The output is a DuckDB database that is typically 10–100 times smaller than the original BAM files while retaining the essential characteristics of the mapping data. When using theBIGbam only for a GenBank file, the main objective is visualization, as the output database is typically similar in size to the original file.

For more information see the compression section.

Metrics computed per contig and per sample

In addition to per-position information, summary metrics are computed and stored in the database per contig, per sample and per contig–sample pair. These metrics combine the per-position values into average values like the coverage mean to help identify informative contig–sample pairs without requiring specific hypotheses.

Metrics belong to 4 categories:

Presence detection
Misassembly
Microdiversity
Topology

A description of all metrics is available in the filters section.

Visualization

Once the database has been computed, it can be visualized interactively using thebigbam serve command. This starts a local web server that hosts the interactive plots.

• **LIST OF TASKS**
- a) According to the passage on theBIGbam's output, how much smaller is the DuckDB database than the original BAM files?
- b) Continue the passage on theBIGbam's output and visualization from the point where it stops.

• **DATASET RECORDS**
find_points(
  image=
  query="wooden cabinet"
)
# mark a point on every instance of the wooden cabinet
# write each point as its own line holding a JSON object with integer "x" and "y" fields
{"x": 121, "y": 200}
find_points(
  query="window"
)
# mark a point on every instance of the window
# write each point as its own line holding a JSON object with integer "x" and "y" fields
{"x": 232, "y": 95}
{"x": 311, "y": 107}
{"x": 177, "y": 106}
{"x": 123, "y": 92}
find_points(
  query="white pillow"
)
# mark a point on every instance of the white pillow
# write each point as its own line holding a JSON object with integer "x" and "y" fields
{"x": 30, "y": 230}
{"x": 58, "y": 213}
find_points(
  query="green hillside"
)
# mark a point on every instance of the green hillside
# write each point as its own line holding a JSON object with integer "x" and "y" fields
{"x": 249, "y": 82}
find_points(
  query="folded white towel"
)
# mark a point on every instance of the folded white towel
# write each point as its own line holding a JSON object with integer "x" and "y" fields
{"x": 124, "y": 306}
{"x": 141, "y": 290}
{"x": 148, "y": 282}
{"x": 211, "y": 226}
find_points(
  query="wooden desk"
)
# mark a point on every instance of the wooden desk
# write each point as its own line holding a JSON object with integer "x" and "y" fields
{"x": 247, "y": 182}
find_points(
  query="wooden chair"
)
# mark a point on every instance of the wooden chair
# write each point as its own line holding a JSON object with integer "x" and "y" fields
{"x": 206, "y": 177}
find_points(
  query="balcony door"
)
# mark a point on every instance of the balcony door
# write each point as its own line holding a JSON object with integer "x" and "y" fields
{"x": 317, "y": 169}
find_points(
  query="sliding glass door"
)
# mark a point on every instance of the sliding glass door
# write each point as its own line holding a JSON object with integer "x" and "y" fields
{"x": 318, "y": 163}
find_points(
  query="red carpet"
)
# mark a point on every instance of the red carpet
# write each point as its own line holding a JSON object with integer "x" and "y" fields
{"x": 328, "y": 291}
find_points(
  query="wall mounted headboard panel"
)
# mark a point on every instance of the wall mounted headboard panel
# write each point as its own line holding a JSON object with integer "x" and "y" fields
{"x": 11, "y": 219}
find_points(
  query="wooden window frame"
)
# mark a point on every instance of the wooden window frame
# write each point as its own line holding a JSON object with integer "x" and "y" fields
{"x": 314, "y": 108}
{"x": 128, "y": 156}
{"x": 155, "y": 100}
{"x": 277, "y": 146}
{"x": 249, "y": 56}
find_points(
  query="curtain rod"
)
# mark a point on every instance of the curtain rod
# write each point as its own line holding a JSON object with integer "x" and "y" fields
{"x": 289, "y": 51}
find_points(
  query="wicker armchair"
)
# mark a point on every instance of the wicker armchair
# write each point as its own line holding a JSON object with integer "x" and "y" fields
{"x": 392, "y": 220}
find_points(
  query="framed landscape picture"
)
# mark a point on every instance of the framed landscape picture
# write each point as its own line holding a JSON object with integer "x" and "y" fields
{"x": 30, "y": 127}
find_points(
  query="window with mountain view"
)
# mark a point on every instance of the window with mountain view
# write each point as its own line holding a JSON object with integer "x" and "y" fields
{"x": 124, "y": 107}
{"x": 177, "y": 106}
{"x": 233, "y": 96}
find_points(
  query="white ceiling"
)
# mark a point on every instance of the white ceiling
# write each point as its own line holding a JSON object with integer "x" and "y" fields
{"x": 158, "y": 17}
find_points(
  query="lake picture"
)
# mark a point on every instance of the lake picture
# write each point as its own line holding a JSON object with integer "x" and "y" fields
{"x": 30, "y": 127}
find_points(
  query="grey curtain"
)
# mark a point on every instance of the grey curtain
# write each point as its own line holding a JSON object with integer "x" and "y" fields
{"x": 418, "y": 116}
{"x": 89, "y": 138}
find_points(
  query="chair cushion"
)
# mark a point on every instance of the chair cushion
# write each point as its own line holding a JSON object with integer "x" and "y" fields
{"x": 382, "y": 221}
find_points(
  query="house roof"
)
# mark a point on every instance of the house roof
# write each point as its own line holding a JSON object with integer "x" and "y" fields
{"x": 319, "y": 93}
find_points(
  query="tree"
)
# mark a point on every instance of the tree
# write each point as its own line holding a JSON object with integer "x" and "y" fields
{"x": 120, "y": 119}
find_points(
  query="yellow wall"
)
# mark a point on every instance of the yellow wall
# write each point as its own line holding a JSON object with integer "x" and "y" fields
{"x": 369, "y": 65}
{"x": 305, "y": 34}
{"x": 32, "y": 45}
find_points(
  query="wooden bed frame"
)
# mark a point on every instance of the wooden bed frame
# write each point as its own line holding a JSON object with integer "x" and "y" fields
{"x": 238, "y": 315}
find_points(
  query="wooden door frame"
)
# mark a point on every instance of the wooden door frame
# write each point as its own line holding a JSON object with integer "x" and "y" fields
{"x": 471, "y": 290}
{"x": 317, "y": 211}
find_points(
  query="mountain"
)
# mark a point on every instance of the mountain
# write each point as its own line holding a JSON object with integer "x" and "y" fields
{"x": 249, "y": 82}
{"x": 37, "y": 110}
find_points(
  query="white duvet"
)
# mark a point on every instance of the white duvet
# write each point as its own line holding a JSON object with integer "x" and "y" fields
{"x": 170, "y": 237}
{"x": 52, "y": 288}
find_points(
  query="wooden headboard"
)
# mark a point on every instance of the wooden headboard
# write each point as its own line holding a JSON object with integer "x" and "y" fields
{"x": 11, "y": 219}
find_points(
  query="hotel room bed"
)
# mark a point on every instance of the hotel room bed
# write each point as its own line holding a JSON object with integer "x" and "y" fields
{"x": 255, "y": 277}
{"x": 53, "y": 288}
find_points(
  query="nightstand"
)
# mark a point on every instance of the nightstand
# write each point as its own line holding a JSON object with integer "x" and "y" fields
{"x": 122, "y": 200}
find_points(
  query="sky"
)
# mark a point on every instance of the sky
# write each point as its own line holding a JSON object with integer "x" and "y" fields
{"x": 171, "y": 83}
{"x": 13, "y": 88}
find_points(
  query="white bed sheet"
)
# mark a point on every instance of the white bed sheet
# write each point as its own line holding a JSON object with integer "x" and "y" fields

• **TASK-BY-TASK ANSWERS**
- a) It is typically 10–100 times smaller.

- b)
Example command:

thebigbam serve --db tests/HK97/HK97.db --port 5006

Serving from a remote server

If calculating and serving the database from remote machine without graphical interface, you can use SSH port forwarding to access the visualization on your local machine. For example, if your remote server is remote.server.com and you want to forward port 5006, you can run the following command on your local machine:

ssh -N -L 5006:localhost:5006 user@remote.server.com

If running the job on a compute node, you first need to find which node your job is running on (e.g. node042) using squeue -u $USER, then tunnel through the login node to the compute node:

ssh -L 5006:node042:5006 user@cluster.address

Web interface overview

When accessing the web server (http://localhost:5006), you will be presented with a web interface:

One Sample mode

You are initially in the One Sample mode, which allows exploration of all computed features for a single sample. Several sections on the left panel control what is plotted:

Filtering: Only pairs of contig/samples matching the selected filters are available in the Contigs and Samples sections. For instance, if the contig length filter is set to >10 kbp, only contigs longer than this threshold will appear in the Contigs section, and only samples containing at least one such contig will appear in the Samples section. To consult the list of filters available have a look at the filtering page
Contigs: Select the contig you want to explore. If sequences and/or annotations were provided when creating the database, genomic features (gene maps, repeats, GC content, GC skew) can be selected for plotting by clicking on the contig features
Samples: Select the sample you want to explore
Variables: Select the features to plot. You can either use the checkboxes to select all features from a module or click individual features within a module
Plotting parameters: You can customize several aesthetic aspects of the plots (e.g. the heights of the genomic feature tracks and mapping-derived plots)

Finally, click Apply to visualize the requested features for the selected contig and sample. Alternatively, click Peruse Data to display tables containing the metrics and feature values.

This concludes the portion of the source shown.